** begin STORED RECORDS **
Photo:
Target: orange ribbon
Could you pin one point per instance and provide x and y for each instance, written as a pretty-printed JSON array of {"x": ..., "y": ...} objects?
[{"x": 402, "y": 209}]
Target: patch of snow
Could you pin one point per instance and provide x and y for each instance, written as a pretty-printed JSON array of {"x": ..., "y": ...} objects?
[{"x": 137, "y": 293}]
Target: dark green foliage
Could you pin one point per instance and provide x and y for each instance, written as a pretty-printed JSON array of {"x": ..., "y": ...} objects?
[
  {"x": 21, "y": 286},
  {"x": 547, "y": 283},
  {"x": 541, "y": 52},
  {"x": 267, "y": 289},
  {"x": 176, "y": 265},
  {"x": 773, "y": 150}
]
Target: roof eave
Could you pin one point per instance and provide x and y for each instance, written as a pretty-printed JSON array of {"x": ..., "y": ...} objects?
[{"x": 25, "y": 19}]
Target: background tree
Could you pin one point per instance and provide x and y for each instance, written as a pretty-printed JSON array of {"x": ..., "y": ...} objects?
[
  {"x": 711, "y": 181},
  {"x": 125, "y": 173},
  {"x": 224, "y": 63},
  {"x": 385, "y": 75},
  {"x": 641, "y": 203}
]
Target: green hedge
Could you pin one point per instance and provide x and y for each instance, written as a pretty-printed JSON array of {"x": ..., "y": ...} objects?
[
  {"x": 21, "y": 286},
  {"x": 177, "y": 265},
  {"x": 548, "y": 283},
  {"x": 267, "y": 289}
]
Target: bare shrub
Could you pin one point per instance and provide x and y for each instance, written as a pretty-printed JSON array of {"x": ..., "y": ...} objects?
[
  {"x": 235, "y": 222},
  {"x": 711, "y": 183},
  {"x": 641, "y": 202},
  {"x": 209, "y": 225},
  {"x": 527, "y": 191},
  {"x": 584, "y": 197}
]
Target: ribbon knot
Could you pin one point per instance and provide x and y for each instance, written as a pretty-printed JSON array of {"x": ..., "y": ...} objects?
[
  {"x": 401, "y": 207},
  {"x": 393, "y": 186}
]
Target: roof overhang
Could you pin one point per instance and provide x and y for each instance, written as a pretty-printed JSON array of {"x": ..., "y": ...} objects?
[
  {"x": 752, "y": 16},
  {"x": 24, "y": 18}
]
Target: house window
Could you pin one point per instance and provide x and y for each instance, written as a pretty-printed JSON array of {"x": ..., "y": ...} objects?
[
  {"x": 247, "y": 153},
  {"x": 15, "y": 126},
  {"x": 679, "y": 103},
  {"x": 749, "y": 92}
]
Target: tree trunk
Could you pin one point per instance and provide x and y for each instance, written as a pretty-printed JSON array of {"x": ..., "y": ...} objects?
** end STORED RECORDS **
▶ WORK TO COMPLETE
Send back exactly the lines from the line with "Target: bare shrub" through the end of the records.

▶ FINAL ANSWER
Target: bare shrub
Could you pin one point per instance and provide x and y for each instance, written as a pretty-printed JSON array of {"x": ..., "y": ...} objects?
[
  {"x": 235, "y": 222},
  {"x": 711, "y": 183},
  {"x": 641, "y": 202},
  {"x": 209, "y": 225},
  {"x": 527, "y": 191},
  {"x": 584, "y": 197}
]
Target: ribbon knot
Could you pin one point per instance and provide x and y for each instance, written as a pretty-printed JSON array of {"x": ..., "y": ...} objects?
[
  {"x": 401, "y": 207},
  {"x": 393, "y": 186}
]
Target: roof overhang
Could you pin one point per instance and provide x and y for each instance, written as a pretty-printed JSON array of {"x": ..., "y": ...} objects?
[
  {"x": 752, "y": 16},
  {"x": 24, "y": 18}
]
Target: house window
Could you pin one point per instance and provide x and y for each instance, written as a pretty-printed JSON array of {"x": ..., "y": ...} objects?
[
  {"x": 247, "y": 153},
  {"x": 15, "y": 126},
  {"x": 679, "y": 103},
  {"x": 749, "y": 92}
]
Target: tree trunk
Could you pin one point per instance and provide x and y for each instance, written as a pretty-printed JSON array of {"x": ..., "y": ...} objects?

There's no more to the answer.